* EL PROBLEMA
Reproduce sin ningún cambio las líneas de los registros que van desde la que contiene "Identify each instance of the group" hasta el final, ambas incluidas.
◇ ◇ ◇ ◇
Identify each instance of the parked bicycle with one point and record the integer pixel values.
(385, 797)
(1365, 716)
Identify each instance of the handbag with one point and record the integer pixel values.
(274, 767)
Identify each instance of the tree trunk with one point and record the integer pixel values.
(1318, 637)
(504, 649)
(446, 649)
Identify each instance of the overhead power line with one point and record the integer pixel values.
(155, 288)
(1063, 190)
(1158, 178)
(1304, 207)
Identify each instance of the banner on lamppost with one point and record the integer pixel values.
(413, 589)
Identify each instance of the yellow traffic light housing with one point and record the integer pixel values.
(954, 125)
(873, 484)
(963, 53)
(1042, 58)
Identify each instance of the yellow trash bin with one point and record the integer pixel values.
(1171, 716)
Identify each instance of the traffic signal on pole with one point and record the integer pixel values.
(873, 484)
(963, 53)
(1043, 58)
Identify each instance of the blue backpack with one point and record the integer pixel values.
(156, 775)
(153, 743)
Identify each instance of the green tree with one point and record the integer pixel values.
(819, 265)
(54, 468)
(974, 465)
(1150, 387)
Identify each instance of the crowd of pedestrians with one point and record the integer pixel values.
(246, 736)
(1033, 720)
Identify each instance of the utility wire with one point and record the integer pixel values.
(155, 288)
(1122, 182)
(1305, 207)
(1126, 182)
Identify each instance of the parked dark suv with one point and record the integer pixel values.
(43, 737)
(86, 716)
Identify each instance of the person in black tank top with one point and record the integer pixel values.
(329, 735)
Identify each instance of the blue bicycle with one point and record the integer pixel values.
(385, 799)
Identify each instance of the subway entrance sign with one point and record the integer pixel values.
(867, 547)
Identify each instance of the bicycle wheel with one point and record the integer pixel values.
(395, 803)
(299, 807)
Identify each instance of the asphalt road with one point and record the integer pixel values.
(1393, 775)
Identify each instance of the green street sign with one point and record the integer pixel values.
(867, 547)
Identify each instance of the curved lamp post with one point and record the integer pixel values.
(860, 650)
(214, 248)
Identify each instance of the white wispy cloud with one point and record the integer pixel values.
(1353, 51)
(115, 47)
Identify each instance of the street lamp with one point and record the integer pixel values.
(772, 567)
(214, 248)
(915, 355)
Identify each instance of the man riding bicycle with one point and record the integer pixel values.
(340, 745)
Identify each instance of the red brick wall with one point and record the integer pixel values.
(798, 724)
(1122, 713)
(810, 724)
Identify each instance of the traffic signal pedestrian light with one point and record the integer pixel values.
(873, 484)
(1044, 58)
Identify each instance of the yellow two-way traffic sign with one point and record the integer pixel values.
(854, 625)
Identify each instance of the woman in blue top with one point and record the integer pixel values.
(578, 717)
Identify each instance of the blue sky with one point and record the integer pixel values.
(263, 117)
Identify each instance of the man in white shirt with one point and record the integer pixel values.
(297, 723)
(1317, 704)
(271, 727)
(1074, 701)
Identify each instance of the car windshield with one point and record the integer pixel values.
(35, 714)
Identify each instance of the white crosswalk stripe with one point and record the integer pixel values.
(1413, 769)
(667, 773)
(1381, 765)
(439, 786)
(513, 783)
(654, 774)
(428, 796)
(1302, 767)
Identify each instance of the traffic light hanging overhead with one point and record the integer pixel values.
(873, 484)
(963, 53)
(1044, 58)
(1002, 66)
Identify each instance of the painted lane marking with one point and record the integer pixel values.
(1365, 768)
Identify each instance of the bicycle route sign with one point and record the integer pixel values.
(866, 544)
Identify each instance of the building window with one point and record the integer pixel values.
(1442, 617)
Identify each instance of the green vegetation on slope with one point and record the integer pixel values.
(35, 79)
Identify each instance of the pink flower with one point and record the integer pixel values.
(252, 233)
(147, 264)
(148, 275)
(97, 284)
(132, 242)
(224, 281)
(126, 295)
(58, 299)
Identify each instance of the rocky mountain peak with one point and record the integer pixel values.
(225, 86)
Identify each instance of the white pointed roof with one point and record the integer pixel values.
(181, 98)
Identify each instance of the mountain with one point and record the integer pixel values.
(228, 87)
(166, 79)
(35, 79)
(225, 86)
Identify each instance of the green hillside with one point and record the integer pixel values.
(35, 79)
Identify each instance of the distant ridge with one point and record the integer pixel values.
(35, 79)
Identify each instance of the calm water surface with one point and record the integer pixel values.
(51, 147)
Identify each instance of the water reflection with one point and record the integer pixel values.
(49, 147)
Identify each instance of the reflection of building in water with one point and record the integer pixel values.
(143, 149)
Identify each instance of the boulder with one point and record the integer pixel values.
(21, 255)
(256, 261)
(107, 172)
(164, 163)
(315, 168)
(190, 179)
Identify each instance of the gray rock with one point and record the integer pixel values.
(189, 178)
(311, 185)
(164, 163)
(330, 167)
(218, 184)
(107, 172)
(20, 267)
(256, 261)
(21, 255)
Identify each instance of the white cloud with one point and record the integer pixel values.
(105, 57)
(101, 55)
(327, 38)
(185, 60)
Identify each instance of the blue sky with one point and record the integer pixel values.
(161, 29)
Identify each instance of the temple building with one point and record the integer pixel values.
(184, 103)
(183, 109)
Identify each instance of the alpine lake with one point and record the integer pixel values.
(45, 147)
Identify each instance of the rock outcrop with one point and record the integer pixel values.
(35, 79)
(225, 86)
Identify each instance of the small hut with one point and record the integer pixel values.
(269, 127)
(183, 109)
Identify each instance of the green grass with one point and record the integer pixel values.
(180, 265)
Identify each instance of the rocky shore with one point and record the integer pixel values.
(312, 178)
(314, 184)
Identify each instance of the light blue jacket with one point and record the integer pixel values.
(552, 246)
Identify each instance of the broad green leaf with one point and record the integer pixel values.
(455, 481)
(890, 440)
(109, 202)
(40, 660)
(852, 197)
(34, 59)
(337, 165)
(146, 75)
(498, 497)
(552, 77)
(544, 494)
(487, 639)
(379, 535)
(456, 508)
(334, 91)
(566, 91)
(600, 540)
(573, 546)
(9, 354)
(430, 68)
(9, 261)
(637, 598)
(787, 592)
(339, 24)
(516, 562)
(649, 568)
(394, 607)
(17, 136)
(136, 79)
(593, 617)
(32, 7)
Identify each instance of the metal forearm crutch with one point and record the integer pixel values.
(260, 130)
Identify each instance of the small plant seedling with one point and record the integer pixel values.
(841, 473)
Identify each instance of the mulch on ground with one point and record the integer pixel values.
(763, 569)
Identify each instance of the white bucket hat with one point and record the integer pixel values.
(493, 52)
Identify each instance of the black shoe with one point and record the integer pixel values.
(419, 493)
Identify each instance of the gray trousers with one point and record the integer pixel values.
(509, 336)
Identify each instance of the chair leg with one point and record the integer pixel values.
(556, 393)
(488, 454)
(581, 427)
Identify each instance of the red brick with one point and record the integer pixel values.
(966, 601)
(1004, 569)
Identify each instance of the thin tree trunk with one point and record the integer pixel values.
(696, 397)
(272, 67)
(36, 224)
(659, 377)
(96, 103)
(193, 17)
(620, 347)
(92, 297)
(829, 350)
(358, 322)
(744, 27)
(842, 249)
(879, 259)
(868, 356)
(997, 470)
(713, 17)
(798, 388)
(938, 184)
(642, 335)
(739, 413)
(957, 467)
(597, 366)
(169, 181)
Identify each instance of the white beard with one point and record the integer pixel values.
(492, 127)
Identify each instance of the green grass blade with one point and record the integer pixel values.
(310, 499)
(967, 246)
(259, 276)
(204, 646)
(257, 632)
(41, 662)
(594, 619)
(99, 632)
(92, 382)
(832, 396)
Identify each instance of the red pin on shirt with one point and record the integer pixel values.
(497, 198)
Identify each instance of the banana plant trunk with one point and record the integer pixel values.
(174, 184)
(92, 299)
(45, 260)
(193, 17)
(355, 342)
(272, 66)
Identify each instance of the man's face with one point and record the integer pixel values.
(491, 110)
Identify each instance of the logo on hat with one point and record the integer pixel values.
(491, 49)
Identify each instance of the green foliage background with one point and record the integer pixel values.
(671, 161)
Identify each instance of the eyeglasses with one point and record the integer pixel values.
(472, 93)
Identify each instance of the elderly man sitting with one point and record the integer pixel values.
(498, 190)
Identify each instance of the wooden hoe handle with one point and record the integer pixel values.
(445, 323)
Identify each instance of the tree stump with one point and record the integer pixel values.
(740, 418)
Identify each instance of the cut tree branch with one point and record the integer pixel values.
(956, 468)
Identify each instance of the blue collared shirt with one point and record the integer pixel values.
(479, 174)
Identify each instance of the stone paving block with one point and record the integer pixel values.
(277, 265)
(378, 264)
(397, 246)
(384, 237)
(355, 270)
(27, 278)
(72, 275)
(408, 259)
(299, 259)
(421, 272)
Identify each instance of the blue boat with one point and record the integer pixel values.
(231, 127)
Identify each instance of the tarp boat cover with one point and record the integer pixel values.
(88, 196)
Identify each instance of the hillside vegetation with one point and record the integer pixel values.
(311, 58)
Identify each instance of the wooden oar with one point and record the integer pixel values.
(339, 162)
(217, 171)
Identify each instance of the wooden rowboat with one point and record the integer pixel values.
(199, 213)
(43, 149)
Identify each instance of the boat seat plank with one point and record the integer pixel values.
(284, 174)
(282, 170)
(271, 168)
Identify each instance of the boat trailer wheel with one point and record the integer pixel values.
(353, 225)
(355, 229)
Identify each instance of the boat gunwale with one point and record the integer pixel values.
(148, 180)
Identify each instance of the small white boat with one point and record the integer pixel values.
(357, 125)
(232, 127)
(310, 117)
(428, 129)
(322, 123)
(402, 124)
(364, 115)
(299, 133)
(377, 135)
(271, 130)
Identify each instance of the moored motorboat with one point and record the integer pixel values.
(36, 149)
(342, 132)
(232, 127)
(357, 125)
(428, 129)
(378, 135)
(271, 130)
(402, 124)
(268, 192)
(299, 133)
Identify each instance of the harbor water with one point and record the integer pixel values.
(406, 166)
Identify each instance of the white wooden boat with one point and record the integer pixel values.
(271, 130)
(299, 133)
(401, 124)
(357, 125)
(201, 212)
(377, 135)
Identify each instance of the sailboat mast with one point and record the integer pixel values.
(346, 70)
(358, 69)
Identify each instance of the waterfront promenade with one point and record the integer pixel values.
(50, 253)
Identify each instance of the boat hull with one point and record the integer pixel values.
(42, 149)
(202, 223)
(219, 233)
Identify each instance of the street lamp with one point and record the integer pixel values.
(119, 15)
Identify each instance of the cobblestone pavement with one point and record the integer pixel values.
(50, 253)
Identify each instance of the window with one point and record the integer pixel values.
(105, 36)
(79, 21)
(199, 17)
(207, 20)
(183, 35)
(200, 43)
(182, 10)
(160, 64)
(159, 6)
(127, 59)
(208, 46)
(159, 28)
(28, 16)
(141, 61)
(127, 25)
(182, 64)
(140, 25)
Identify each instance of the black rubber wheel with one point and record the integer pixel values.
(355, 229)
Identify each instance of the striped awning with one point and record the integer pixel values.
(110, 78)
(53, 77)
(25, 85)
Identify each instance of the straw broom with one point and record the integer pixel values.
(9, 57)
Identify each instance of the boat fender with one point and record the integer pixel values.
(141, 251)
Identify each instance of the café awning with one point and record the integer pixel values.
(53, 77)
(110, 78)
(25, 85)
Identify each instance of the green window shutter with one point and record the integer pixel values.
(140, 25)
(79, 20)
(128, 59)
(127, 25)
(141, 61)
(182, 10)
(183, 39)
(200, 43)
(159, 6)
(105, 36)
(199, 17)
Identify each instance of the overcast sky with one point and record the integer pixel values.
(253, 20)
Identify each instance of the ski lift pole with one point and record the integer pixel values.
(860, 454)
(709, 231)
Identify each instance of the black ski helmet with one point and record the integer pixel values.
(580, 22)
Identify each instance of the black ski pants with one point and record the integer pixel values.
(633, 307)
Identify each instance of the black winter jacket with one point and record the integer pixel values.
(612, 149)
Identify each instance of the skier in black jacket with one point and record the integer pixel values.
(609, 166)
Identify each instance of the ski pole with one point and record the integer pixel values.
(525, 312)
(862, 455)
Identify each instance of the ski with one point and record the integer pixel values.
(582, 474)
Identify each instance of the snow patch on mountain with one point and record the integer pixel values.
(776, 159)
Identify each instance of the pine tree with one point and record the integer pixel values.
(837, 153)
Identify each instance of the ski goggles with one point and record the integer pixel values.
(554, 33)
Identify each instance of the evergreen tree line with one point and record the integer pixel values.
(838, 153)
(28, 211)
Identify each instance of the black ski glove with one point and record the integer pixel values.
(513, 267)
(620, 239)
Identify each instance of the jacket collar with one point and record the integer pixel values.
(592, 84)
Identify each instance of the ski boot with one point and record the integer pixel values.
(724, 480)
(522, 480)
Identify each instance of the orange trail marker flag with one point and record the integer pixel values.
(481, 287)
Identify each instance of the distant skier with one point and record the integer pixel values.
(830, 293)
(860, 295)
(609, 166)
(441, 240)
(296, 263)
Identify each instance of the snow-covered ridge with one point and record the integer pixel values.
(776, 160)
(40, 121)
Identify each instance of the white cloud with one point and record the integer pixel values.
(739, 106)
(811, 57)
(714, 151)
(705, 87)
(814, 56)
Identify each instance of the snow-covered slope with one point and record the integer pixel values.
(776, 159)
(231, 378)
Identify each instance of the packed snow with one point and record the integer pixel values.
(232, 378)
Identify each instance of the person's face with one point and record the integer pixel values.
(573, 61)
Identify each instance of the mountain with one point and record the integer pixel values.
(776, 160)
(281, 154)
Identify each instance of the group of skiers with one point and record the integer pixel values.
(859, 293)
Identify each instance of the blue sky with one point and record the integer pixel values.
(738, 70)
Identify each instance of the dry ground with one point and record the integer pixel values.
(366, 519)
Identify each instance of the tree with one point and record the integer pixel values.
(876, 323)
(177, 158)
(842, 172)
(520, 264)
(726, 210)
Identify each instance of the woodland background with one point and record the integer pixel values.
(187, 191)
◇ ◇ ◇ ◇
* RESULTADO A CONTINUACIÓN
Identify each instance of the group of skiers with one point and record the integer pixel values.
(859, 293)
Identify each instance of the blue sky with one point and record the integer pixel values.
(738, 70)
Identify each instance of the dry ground with one point and record the integer pixel values.
(366, 519)
Identify each instance of the tree with one point and record the integer pixel values.
(876, 323)
(177, 158)
(842, 172)
(520, 264)
(726, 210)
Identify each instance of the woodland background with one point and record the integer pixel values.
(187, 191)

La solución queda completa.